**OBJECTIVE**
Reproduce every entry below precisely. Pictures are excluded from the copy.

>> START RECORD LIST

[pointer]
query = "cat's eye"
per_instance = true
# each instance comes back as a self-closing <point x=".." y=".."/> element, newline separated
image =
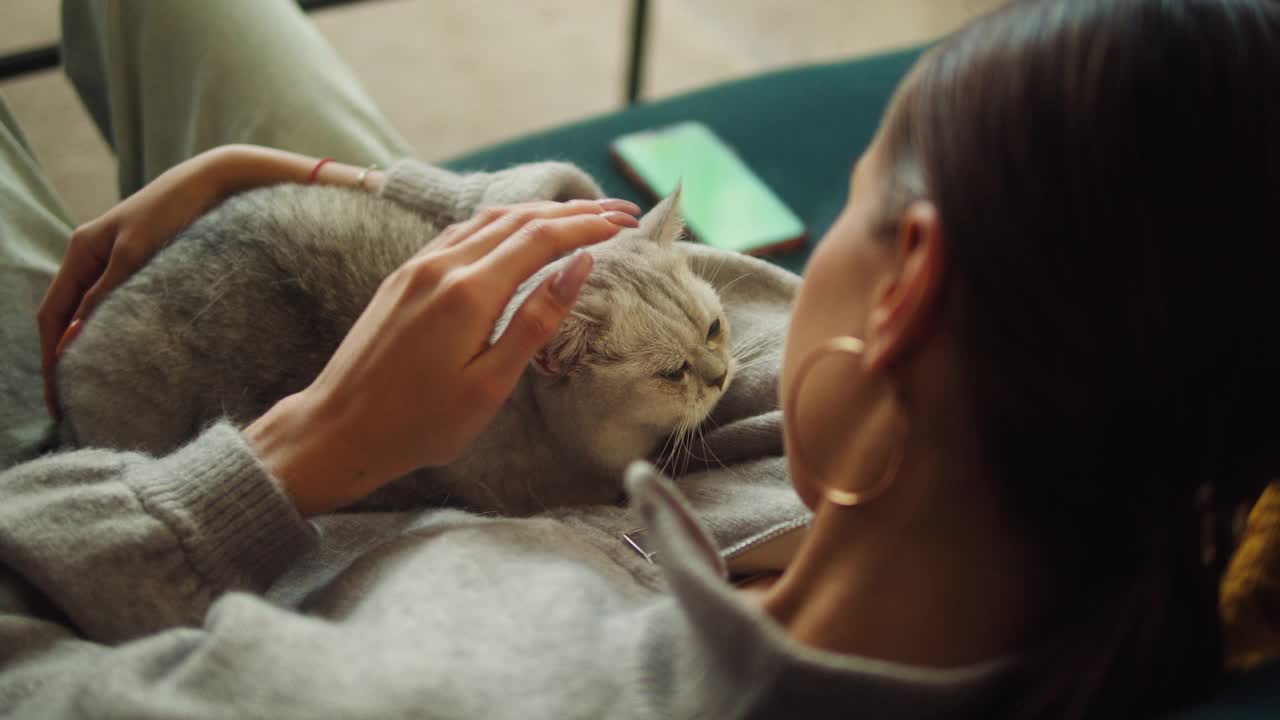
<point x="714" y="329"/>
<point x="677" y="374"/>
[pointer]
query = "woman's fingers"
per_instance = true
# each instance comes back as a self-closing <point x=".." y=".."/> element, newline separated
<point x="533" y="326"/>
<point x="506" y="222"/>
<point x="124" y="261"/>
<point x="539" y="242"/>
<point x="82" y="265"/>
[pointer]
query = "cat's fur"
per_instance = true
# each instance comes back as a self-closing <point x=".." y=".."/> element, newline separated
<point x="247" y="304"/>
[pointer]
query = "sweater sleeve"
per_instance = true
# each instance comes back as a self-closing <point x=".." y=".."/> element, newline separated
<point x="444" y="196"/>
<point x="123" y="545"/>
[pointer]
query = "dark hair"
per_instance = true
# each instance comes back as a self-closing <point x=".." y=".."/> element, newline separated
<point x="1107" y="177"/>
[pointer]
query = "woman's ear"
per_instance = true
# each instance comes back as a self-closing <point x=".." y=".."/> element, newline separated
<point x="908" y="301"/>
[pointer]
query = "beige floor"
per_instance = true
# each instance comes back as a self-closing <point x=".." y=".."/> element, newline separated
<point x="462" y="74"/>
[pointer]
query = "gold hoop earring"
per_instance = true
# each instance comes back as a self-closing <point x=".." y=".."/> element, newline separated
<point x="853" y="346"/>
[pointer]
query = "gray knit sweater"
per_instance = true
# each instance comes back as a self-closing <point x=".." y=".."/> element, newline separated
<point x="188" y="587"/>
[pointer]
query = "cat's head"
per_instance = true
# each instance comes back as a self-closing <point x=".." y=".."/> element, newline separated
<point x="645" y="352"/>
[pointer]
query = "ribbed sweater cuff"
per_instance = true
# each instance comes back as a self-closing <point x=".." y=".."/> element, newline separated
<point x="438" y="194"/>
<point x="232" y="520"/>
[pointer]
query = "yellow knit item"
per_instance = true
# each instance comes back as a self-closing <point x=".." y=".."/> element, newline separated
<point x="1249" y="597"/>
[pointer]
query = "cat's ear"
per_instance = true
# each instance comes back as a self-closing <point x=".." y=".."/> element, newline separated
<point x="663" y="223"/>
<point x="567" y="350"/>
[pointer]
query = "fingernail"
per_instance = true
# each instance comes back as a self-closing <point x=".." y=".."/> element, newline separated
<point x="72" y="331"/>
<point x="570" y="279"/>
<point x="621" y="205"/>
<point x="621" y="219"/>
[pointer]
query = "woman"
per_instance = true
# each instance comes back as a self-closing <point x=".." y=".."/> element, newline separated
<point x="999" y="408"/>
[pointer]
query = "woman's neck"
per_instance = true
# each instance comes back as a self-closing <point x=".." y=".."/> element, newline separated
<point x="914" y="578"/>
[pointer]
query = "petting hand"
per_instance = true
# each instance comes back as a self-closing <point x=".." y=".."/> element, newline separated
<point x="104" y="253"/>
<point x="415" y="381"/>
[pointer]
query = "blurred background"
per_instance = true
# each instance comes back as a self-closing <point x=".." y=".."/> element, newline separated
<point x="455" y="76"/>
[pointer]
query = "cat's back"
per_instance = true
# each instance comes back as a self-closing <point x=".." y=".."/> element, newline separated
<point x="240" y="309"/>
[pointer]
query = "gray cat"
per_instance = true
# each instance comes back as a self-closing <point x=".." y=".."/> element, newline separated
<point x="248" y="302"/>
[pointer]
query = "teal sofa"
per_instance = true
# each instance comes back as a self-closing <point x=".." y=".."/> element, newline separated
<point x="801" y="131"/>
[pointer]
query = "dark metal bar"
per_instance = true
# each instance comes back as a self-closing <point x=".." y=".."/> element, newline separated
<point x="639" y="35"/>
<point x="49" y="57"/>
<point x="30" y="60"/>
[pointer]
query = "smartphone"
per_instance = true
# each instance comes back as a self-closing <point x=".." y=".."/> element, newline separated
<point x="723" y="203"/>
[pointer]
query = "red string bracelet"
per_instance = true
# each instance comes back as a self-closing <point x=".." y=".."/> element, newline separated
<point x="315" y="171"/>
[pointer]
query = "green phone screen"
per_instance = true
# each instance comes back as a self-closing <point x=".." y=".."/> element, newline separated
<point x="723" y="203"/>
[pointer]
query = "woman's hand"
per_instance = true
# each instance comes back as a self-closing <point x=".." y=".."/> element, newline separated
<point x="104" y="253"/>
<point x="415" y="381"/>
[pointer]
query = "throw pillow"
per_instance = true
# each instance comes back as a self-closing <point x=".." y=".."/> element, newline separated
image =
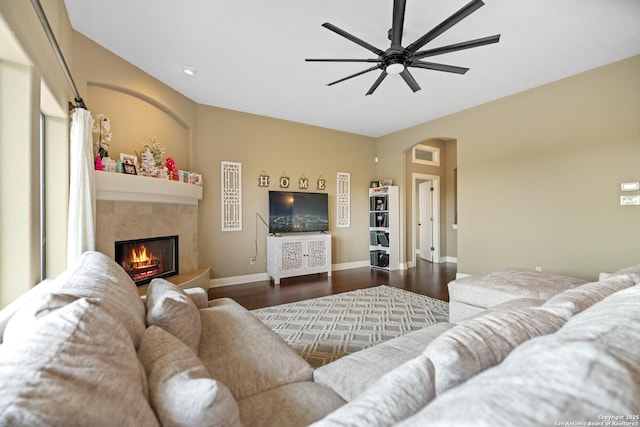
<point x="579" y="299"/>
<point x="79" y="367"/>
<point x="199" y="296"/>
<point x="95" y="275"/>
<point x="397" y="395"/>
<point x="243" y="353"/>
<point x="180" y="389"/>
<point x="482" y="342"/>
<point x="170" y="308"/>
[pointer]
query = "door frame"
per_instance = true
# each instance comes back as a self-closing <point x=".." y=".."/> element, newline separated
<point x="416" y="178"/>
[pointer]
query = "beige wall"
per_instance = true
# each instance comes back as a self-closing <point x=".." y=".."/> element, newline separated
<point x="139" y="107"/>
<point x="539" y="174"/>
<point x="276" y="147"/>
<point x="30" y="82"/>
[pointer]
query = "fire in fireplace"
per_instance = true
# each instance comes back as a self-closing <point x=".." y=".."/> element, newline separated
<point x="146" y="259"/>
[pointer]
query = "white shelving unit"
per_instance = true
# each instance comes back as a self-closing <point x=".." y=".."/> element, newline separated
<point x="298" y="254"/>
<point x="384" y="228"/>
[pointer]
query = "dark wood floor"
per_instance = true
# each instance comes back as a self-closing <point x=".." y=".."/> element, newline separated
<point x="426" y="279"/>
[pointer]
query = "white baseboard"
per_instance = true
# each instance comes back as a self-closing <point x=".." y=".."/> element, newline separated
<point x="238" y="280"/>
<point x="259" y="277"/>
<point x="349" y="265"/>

>> END RECORD LIST

**TASK SOLUTION**
[pointer]
query = "cat's eye"
per_instance = true
# each instance comes back as a self-closing <point x=".." y=".."/> element, newline separated
image =
<point x="714" y="329"/>
<point x="677" y="374"/>
[pointer]
query = "woman's fingers"
per_instance = true
# each instance comes back as a self-closing <point x=".." y=".."/> element, newline separated
<point x="533" y="326"/>
<point x="506" y="222"/>
<point x="124" y="261"/>
<point x="539" y="242"/>
<point x="82" y="265"/>
[pointer]
query = "cat's fur"
per_instance = true
# each instance comes back as a self-closing <point x=".." y=".."/> element, newline separated
<point x="247" y="304"/>
[pointer]
query = "sweater sleeve"
per_instance = true
# each instance comes back as a self-closing <point x=".." y=".."/> element, newline separated
<point x="444" y="196"/>
<point x="123" y="545"/>
[pointer]
query = "dark hair"
per_instance = true
# each instance comes back as a self-closing <point x=".." y=".."/> element, newline separated
<point x="1107" y="177"/>
[pointer]
query = "woman's ear"
per_instance = true
# each instance comes back as a self-closing <point x=".." y=".."/> element, newline separated
<point x="908" y="301"/>
[pointer]
query = "beige floor"
per_instance = true
# each instance comes back as a self-closing <point x=".." y=".."/> element, newline separated
<point x="462" y="74"/>
[pointer]
query = "gold hoop earring"
per_instance = true
# each instance comes back as a self-closing <point x=".." y=".."/> element, newline separated
<point x="853" y="346"/>
[pointer]
query = "gray knit sweater"
per_instance = true
# each instance comes back as a self-closing <point x=".." y=".."/> element, newline separated
<point x="188" y="587"/>
[pointer]
query = "cat's head"
per_instance = true
# each instance comes back as a self-closing <point x=".." y=".."/> element, newline separated
<point x="645" y="352"/>
[pointer]
query = "ribbed sweater cuff"
per_instance = true
# each instance comes back as a self-closing <point x=".." y=".."/> element, newline separated
<point x="438" y="194"/>
<point x="232" y="520"/>
[pointer]
query = "yellow knit item"
per_instance = true
# each instance comes back as a self-closing <point x=".." y=".."/> element, newline separated
<point x="1249" y="597"/>
[pointer]
query = "cat's ear"
per_instance = true
# each instance comes back as a self-closing <point x=".." y=".."/> element, newline separated
<point x="663" y="223"/>
<point x="567" y="350"/>
[pointer]
query = "fingernail"
per_instance = true
# each instance comes back as a self-closing <point x=".." y=".."/> element, newline separated
<point x="72" y="331"/>
<point x="570" y="279"/>
<point x="621" y="205"/>
<point x="621" y="219"/>
[pointer]
query = "woman"
per_instance = true
# each instance comes back as a self-closing <point x=".." y=".."/> element, newline separated
<point x="999" y="408"/>
[pointer]
query = "woman's neck"
per_instance = true
# each instance comes back as a self-closing <point x=".." y=".."/> element, newline separated
<point x="914" y="578"/>
[pointer]
query = "petting hand"
per_instance = true
# each instance comes back as a self-closing <point x=".." y=".."/> element, newline separated
<point x="104" y="253"/>
<point x="415" y="381"/>
[pointer]
query = "blurred background"
per_instance = true
# each instance comes back as a self-closing <point x=".." y=".."/> element, newline separated
<point x="455" y="76"/>
[pointer]
query = "cat's back"
per_instance = true
# each instance comes back as a self-closing <point x=".." y=".."/> element, newline separated
<point x="240" y="309"/>
[pointer]
query = "gray cat"
per_instance = true
# each instance comes back as a self-closing <point x=".." y=".."/> element, newline separated
<point x="248" y="302"/>
[pointer]
query = "teal sofa"
per_instance = true
# each instance comes back as a self-closing <point x=".." y=".."/> element, newline separated
<point x="801" y="131"/>
[pointer]
query = "dark metal bar"
per_instance = true
# each instance comes back as a self-closing <point x=".." y=".."/> element, newline separated
<point x="639" y="35"/>
<point x="49" y="57"/>
<point x="30" y="60"/>
[pointer]
query = "smartphone"
per_instance = true
# each instance comes back as a self-closing <point x=".." y=".."/> element, newline separated
<point x="723" y="203"/>
[pointer]
query = "red string bracelet"
per_instance = true
# each instance comes back as a self-closing <point x=".." y=".."/> element, newline separated
<point x="315" y="171"/>
[pointer]
query = "green phone screen"
per_instance = true
# each instance comes back as a self-closing <point x=".." y=".."/> element, newline separated
<point x="723" y="203"/>
[pointer]
query = "woman's hand"
per_instance = true
# each instance comes back as a self-closing <point x=".." y=".."/> element, newline separated
<point x="104" y="253"/>
<point x="415" y="381"/>
[pointer]
query = "throw pillow"
per_instance = true
# each instance comes back as a self-closing <point x=".." y=".."/> element, newline separated
image =
<point x="579" y="299"/>
<point x="79" y="367"/>
<point x="199" y="296"/>
<point x="95" y="275"/>
<point x="397" y="395"/>
<point x="243" y="353"/>
<point x="180" y="389"/>
<point x="482" y="342"/>
<point x="170" y="308"/>
[pointer]
query = "door frame"
per_instance = true
# each instance comes back as a self-closing <point x=".." y=".."/> element, newline separated
<point x="416" y="178"/>
[pointer]
query = "beige wall"
per_instance = true
# each instance comes back as a self-closing <point x=".." y=".."/> element, newline separated
<point x="139" y="107"/>
<point x="539" y="174"/>
<point x="276" y="147"/>
<point x="30" y="82"/>
[pointer]
query = "fire in fireplace"
per_instance = true
# each instance comes back as a self-closing <point x=".." y=".."/> element, newline separated
<point x="146" y="259"/>
[pointer]
query = "white shelving unit"
per_instance = true
# each instance comes back as a self-closing <point x=".." y=".."/> element, newline separated
<point x="298" y="254"/>
<point x="384" y="228"/>
[pointer]
query = "dark wood floor"
per_instance = true
# each instance comes back as a self-closing <point x=".." y=".."/> element, newline separated
<point x="426" y="279"/>
[pointer]
query = "white baseboard"
per_instance = true
# each instance comes back as a self-closing <point x=".." y=".."/> element, newline separated
<point x="238" y="280"/>
<point x="259" y="277"/>
<point x="349" y="265"/>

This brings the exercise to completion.